**TASK**
Report how many lines of the records below contain the word "ceiling", giving only the number.

**DATA FOR THE TASK**
==========
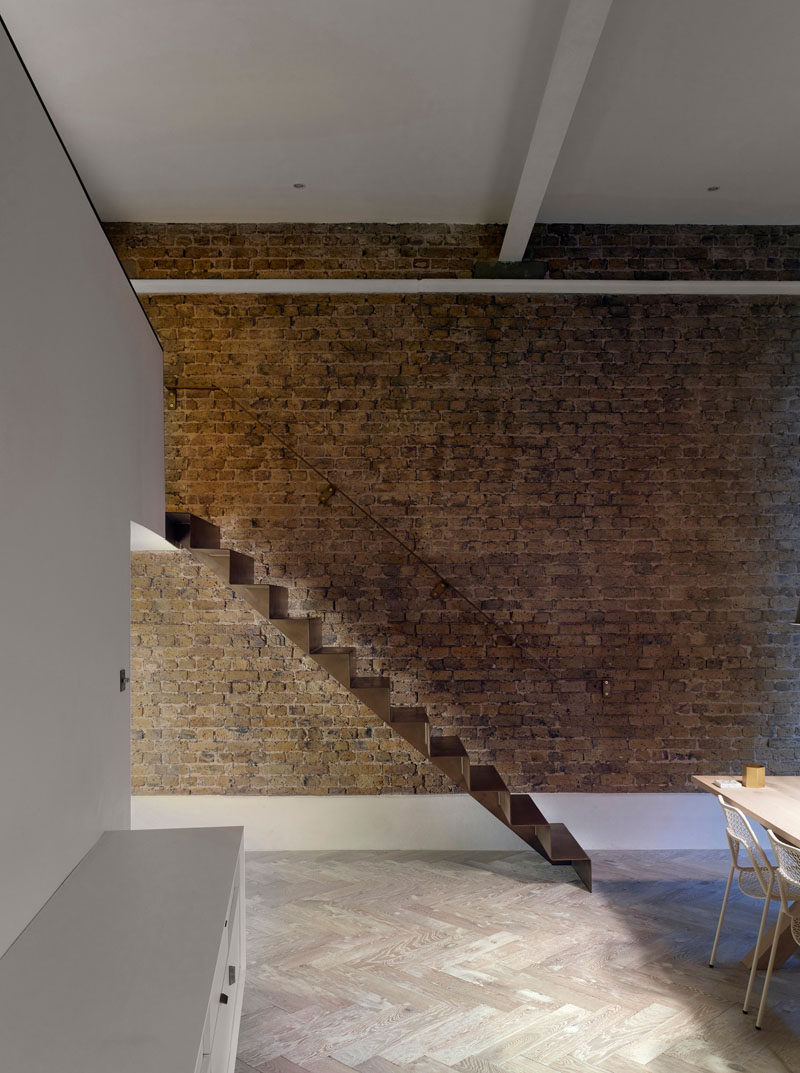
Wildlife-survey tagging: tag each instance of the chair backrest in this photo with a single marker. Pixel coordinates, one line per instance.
(788, 869)
(741, 836)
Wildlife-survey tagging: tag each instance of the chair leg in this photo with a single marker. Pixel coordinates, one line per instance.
(768, 978)
(722, 914)
(758, 943)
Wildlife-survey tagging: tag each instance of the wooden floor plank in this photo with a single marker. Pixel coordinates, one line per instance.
(434, 963)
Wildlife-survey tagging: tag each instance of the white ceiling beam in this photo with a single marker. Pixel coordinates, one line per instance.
(576, 46)
(307, 285)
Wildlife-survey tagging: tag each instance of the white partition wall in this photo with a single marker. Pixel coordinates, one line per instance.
(80, 456)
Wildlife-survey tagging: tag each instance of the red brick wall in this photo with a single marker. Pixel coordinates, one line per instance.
(572, 250)
(261, 251)
(613, 481)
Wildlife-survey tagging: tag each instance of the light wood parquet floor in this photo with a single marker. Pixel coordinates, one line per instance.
(498, 963)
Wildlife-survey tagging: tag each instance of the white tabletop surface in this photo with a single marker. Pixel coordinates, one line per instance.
(114, 974)
(776, 805)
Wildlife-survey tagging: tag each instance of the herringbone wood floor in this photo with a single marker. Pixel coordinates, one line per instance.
(498, 963)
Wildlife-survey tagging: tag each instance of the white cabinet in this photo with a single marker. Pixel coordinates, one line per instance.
(136, 964)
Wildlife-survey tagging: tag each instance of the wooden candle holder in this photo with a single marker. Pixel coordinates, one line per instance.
(754, 776)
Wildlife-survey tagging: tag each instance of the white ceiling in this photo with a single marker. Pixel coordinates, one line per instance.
(417, 109)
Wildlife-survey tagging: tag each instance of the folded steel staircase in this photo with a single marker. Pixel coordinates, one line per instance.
(484, 782)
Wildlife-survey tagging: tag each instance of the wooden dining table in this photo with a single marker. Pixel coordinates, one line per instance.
(775, 806)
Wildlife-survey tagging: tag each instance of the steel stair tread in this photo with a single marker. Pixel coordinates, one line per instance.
(561, 844)
(486, 778)
(524, 813)
(370, 684)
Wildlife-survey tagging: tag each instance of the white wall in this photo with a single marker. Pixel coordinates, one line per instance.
(440, 821)
(80, 455)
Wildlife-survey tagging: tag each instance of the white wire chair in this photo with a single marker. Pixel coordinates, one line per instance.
(756, 879)
(787, 873)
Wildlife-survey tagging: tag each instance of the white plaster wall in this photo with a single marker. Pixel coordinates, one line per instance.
(440, 821)
(80, 456)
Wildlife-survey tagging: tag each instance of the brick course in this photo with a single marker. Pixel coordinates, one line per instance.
(420, 250)
(613, 480)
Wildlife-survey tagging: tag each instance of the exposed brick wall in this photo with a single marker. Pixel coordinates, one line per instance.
(633, 251)
(666, 251)
(283, 250)
(220, 704)
(613, 480)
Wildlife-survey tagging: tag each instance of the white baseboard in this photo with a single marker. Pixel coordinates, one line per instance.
(440, 821)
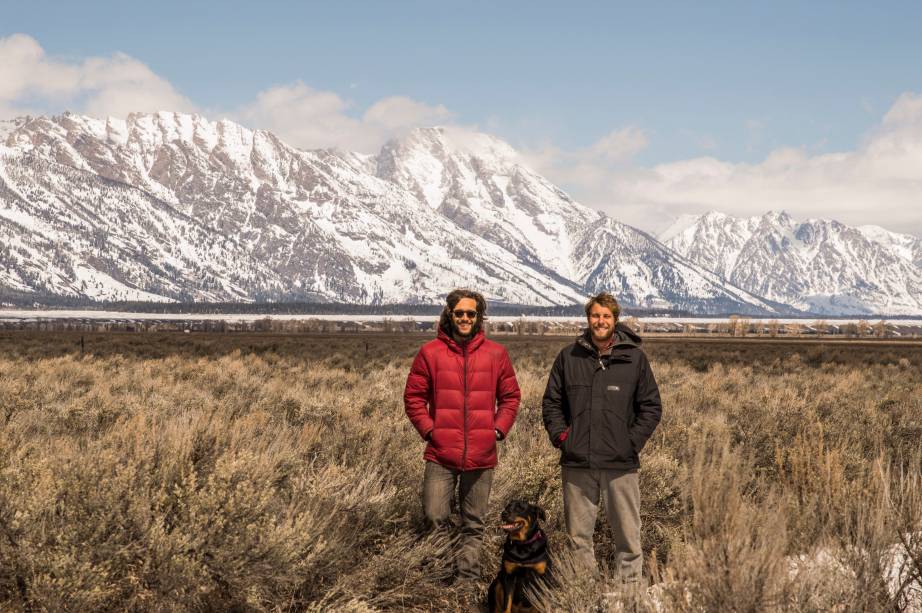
==========
**COMPLETE OUTPUT**
2